QUOTED TEXT:
Friday, January 30, 2009

Week 4: Measurement

Both quantitative and qualitative are empirical methodologies involving "systematic research of contemporary phenomenon to answer questions and solve questions" (Morgan 25).

Quantitative design is as follows: Quantitative is experimental with “randomized subject selection, treatment and control groups” (Goubil-Gambrell 584). According to Goubil-Gambrell, quantitative involves experimental and quasi-experimental writing research.

Quantitative research does the following:
• Quantifies key aspects
• Manipulates variables (the manipulation is called treatment)
• Measures and statistically analyzes
• Establishes cause and effect relationships
A quantitative study of user experience with online manuals might, for example, identify how much experience the readers have with these books, and how quickly they could solve the problem.

Qualitative design involves case or ethnographic study with representative subjects in natural settings (Goubil-Gambrell 587). The greatest strength of this type of research is its in-depth depiction of subjects in an actual setting. Morgan states that “qualitative research enables researchers to investigate the process of the problem situation or describe features of the problem” and adds descriptive to the types of case studies (27).

SOURCE DATA:
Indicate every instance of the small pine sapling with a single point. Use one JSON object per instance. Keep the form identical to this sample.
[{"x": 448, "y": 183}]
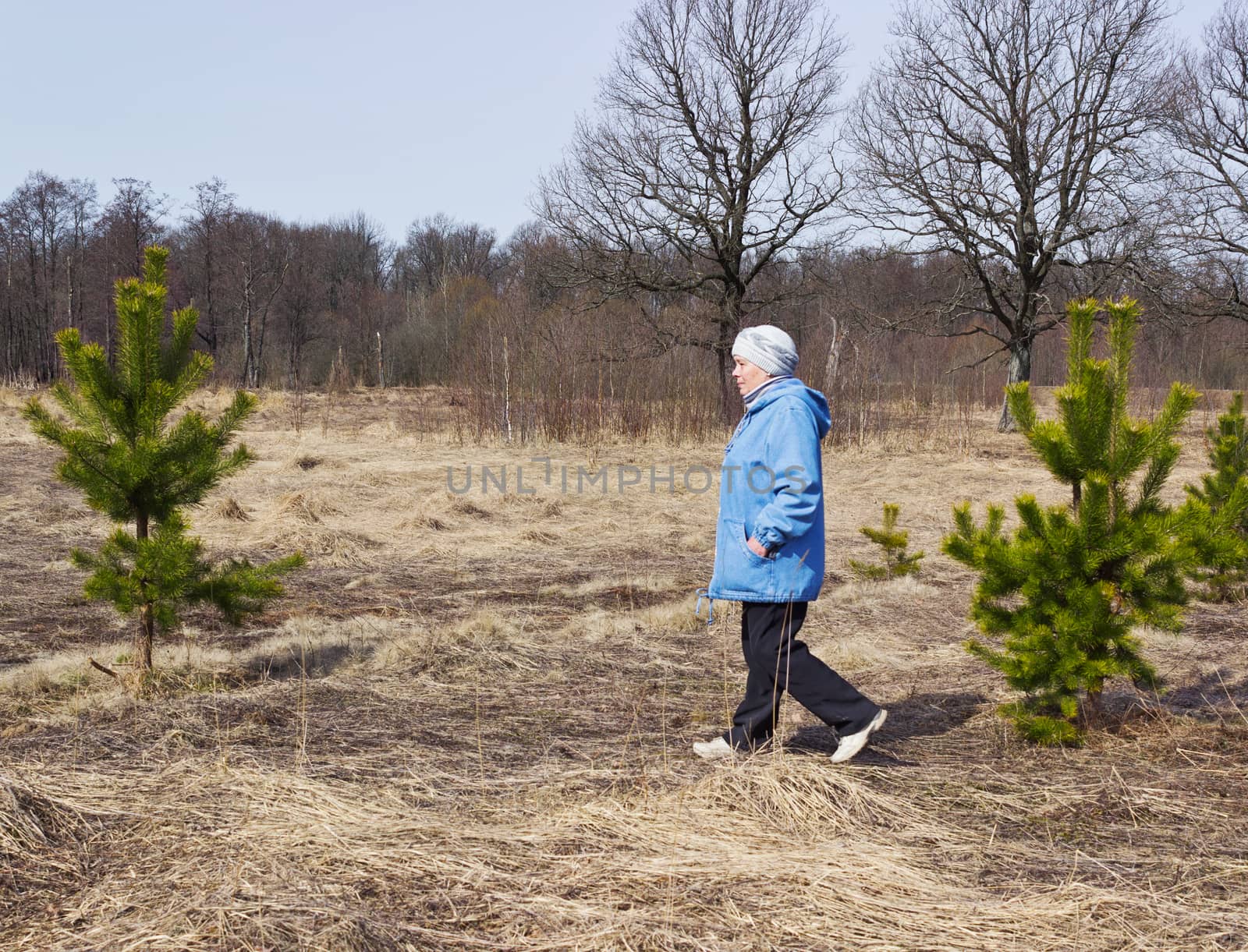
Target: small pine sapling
[
  {"x": 1069, "y": 586},
  {"x": 894, "y": 542},
  {"x": 139, "y": 468},
  {"x": 1223, "y": 546}
]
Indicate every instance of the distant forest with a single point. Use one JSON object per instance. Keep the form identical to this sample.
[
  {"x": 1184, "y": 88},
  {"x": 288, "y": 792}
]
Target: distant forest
[{"x": 919, "y": 240}]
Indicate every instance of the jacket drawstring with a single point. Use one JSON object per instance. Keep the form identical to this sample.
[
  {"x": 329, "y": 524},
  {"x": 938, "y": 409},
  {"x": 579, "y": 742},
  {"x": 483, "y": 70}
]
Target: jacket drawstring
[{"x": 711, "y": 607}]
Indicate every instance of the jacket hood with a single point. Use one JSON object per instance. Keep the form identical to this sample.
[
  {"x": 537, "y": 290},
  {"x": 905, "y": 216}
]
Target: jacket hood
[{"x": 792, "y": 388}]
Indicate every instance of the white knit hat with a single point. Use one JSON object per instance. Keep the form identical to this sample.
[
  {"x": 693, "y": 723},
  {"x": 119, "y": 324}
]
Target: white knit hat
[{"x": 768, "y": 347}]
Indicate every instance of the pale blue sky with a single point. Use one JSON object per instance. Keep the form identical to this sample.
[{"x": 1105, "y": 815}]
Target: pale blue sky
[{"x": 320, "y": 109}]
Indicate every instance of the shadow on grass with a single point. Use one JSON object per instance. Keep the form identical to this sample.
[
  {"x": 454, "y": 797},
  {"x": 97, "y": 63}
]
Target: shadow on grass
[
  {"x": 920, "y": 715},
  {"x": 1212, "y": 696}
]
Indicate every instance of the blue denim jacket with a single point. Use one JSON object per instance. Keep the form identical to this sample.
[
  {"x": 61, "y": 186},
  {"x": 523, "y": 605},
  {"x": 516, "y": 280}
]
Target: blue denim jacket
[{"x": 771, "y": 487}]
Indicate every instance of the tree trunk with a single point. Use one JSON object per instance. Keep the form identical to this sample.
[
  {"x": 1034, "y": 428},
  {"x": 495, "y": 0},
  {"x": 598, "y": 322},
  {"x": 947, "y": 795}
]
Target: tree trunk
[
  {"x": 1020, "y": 371},
  {"x": 729, "y": 326},
  {"x": 147, "y": 621},
  {"x": 1094, "y": 705}
]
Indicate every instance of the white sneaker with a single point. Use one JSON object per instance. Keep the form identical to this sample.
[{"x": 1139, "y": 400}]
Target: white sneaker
[
  {"x": 715, "y": 749},
  {"x": 854, "y": 742}
]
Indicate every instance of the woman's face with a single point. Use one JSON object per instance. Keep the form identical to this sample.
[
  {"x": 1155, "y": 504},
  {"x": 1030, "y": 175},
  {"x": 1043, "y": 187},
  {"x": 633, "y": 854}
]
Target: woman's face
[{"x": 746, "y": 374}]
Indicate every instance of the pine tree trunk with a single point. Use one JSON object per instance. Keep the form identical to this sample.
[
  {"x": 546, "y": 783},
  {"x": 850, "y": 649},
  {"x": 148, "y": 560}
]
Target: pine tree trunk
[
  {"x": 147, "y": 619},
  {"x": 1094, "y": 705}
]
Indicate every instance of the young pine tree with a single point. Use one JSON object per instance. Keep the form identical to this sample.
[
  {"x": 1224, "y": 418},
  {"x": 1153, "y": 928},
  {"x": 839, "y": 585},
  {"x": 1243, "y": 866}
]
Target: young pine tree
[
  {"x": 1065, "y": 590},
  {"x": 141, "y": 469},
  {"x": 892, "y": 540},
  {"x": 1225, "y": 552}
]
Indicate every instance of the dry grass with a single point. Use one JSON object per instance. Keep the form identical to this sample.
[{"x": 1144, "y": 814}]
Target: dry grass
[{"x": 470, "y": 727}]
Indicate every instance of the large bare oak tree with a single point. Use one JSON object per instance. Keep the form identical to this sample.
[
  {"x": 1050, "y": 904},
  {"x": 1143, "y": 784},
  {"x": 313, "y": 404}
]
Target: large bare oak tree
[
  {"x": 1011, "y": 134},
  {"x": 1208, "y": 193},
  {"x": 708, "y": 161}
]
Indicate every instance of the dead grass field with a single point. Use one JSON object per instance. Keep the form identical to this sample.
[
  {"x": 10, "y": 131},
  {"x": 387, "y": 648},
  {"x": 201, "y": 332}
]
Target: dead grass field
[{"x": 468, "y": 725}]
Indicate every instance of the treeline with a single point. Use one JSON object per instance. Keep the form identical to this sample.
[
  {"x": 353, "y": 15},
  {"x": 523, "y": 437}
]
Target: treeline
[{"x": 291, "y": 306}]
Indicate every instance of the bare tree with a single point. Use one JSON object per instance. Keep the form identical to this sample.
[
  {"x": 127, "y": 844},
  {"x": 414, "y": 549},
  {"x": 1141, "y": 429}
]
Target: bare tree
[
  {"x": 262, "y": 251},
  {"x": 207, "y": 222},
  {"x": 1208, "y": 186},
  {"x": 39, "y": 218},
  {"x": 1011, "y": 134},
  {"x": 440, "y": 249},
  {"x": 711, "y": 160}
]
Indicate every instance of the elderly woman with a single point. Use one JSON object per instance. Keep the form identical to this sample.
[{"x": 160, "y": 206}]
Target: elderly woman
[{"x": 769, "y": 550}]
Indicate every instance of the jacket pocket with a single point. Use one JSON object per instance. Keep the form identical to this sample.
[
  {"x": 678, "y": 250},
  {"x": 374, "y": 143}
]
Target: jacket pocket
[{"x": 742, "y": 571}]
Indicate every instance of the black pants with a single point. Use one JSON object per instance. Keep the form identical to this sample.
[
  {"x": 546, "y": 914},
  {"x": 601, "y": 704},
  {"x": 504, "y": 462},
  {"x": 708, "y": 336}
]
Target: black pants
[{"x": 779, "y": 661}]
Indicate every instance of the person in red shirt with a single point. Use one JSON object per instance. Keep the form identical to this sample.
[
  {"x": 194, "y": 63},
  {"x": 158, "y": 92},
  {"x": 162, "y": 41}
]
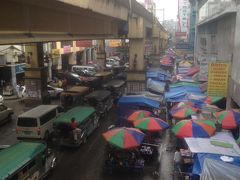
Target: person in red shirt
[
  {"x": 76, "y": 131},
  {"x": 73, "y": 124}
]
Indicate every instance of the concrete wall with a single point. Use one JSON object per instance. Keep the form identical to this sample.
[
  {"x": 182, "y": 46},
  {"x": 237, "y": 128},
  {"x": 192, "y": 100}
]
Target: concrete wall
[
  {"x": 219, "y": 36},
  {"x": 235, "y": 73}
]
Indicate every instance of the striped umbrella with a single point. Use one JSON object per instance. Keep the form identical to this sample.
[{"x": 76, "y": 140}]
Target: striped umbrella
[
  {"x": 151, "y": 124},
  {"x": 138, "y": 115},
  {"x": 213, "y": 99},
  {"x": 183, "y": 112},
  {"x": 124, "y": 138},
  {"x": 229, "y": 119},
  {"x": 194, "y": 128},
  {"x": 181, "y": 105}
]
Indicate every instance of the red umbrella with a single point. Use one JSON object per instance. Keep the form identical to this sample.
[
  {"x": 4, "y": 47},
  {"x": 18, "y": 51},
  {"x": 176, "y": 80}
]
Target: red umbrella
[
  {"x": 184, "y": 112},
  {"x": 194, "y": 128},
  {"x": 151, "y": 124},
  {"x": 124, "y": 138},
  {"x": 139, "y": 115},
  {"x": 229, "y": 119}
]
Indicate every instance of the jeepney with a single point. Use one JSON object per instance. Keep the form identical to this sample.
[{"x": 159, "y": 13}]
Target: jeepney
[
  {"x": 87, "y": 121},
  {"x": 73, "y": 96},
  {"x": 26, "y": 160},
  {"x": 116, "y": 86},
  {"x": 101, "y": 100}
]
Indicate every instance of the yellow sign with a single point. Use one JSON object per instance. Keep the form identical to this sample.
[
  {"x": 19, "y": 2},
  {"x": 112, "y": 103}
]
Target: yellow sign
[
  {"x": 55, "y": 53},
  {"x": 115, "y": 43},
  {"x": 218, "y": 79}
]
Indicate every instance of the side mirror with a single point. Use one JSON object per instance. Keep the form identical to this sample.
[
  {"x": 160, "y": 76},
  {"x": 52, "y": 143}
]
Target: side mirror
[{"x": 60, "y": 109}]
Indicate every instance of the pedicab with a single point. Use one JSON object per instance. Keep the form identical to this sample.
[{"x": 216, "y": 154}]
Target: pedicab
[
  {"x": 73, "y": 96},
  {"x": 87, "y": 121},
  {"x": 153, "y": 128},
  {"x": 122, "y": 155},
  {"x": 101, "y": 100},
  {"x": 127, "y": 104},
  {"x": 116, "y": 87},
  {"x": 104, "y": 76}
]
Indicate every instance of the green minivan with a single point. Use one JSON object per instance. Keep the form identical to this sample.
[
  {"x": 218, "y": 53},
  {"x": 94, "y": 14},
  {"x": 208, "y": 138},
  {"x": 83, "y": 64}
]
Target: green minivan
[
  {"x": 87, "y": 121},
  {"x": 26, "y": 160}
]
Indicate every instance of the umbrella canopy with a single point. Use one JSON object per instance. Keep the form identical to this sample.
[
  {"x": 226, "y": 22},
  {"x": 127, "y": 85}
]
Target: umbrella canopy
[
  {"x": 151, "y": 124},
  {"x": 124, "y": 138},
  {"x": 229, "y": 119},
  {"x": 183, "y": 112},
  {"x": 238, "y": 141},
  {"x": 181, "y": 105},
  {"x": 139, "y": 115},
  {"x": 213, "y": 99},
  {"x": 194, "y": 128}
]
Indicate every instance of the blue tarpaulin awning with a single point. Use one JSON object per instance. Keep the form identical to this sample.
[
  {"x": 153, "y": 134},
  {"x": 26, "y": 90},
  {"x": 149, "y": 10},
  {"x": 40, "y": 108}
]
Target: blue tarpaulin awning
[{"x": 200, "y": 157}]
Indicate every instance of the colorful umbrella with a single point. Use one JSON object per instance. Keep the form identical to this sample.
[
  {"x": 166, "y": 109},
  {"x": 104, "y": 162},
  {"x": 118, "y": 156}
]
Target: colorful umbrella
[
  {"x": 124, "y": 138},
  {"x": 194, "y": 128},
  {"x": 151, "y": 124},
  {"x": 229, "y": 119},
  {"x": 238, "y": 141},
  {"x": 182, "y": 104},
  {"x": 139, "y": 115},
  {"x": 213, "y": 99},
  {"x": 183, "y": 112}
]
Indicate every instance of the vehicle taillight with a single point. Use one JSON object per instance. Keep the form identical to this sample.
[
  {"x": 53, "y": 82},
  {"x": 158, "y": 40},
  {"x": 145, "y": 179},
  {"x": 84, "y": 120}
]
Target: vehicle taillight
[{"x": 38, "y": 131}]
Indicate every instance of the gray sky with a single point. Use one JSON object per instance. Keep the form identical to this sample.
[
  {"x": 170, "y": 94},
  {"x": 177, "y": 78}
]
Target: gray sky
[{"x": 170, "y": 6}]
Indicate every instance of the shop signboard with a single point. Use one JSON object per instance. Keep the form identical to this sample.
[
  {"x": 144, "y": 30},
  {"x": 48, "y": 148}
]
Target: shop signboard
[
  {"x": 66, "y": 49},
  {"x": 204, "y": 60},
  {"x": 218, "y": 79},
  {"x": 148, "y": 47},
  {"x": 19, "y": 68},
  {"x": 182, "y": 45},
  {"x": 84, "y": 43},
  {"x": 55, "y": 53}
]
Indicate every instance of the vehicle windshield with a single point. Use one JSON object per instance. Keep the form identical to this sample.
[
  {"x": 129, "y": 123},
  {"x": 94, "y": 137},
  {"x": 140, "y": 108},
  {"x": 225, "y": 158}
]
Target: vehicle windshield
[
  {"x": 27, "y": 122},
  {"x": 75, "y": 75}
]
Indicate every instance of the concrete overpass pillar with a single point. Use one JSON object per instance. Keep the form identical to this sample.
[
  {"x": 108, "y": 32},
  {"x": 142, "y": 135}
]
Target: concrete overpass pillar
[
  {"x": 101, "y": 53},
  {"x": 35, "y": 75},
  {"x": 136, "y": 35},
  {"x": 136, "y": 54}
]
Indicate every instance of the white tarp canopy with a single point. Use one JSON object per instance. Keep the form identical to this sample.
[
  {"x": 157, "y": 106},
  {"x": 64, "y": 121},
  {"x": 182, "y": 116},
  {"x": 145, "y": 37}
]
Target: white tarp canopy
[
  {"x": 215, "y": 170},
  {"x": 203, "y": 145}
]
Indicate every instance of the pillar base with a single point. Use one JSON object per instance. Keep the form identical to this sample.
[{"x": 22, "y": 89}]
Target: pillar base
[{"x": 36, "y": 86}]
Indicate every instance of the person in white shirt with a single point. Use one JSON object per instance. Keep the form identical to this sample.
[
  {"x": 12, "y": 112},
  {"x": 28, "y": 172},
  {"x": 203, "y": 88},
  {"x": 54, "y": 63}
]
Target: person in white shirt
[{"x": 177, "y": 160}]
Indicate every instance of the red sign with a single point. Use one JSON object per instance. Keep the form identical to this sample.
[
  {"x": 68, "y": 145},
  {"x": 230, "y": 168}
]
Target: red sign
[
  {"x": 180, "y": 34},
  {"x": 84, "y": 43},
  {"x": 66, "y": 49}
]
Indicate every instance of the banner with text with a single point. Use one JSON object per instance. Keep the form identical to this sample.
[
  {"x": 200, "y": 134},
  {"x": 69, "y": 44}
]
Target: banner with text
[{"x": 218, "y": 79}]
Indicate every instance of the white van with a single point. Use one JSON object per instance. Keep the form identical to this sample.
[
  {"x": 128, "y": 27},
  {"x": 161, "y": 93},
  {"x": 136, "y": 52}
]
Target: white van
[
  {"x": 77, "y": 68},
  {"x": 37, "y": 123}
]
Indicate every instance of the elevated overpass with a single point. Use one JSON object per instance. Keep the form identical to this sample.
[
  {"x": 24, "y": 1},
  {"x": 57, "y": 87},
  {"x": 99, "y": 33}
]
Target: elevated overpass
[
  {"x": 55, "y": 20},
  {"x": 33, "y": 22}
]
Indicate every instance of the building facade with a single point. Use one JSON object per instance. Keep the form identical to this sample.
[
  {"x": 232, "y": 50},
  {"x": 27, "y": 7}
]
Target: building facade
[
  {"x": 218, "y": 39},
  {"x": 182, "y": 34}
]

REQUIRED ACTIONS:
1. Duplicate the passage of the post on research measurement, starting with "Friday, January 30, 2009" and going on through "quasi-experimental writing research.".
2. Pull out every line of the rows above that contains the string "field", matching case.

ANSWERS TO THE EXERCISES:
1.
Friday, January 30, 2009

Week 4: Measurement

Both quantitative and qualitative are empirical methodologies involving "systematic research of contemporary phenomenon to answer questions and solve questions" (Morgan 25).

Quantitative design is as follows: Quantitative is experimental with “randomized subject selection, treatment and control groups” (Goubil-Gambrell 584). According to Goubil-Gambrell, quantitative involves experimental and quasi-experimental writing research.

2.
Indicate every instance of the dead grass field with a single point. Use one JSON object per instance. Keep the form identical to this sample.
Target: dead grass field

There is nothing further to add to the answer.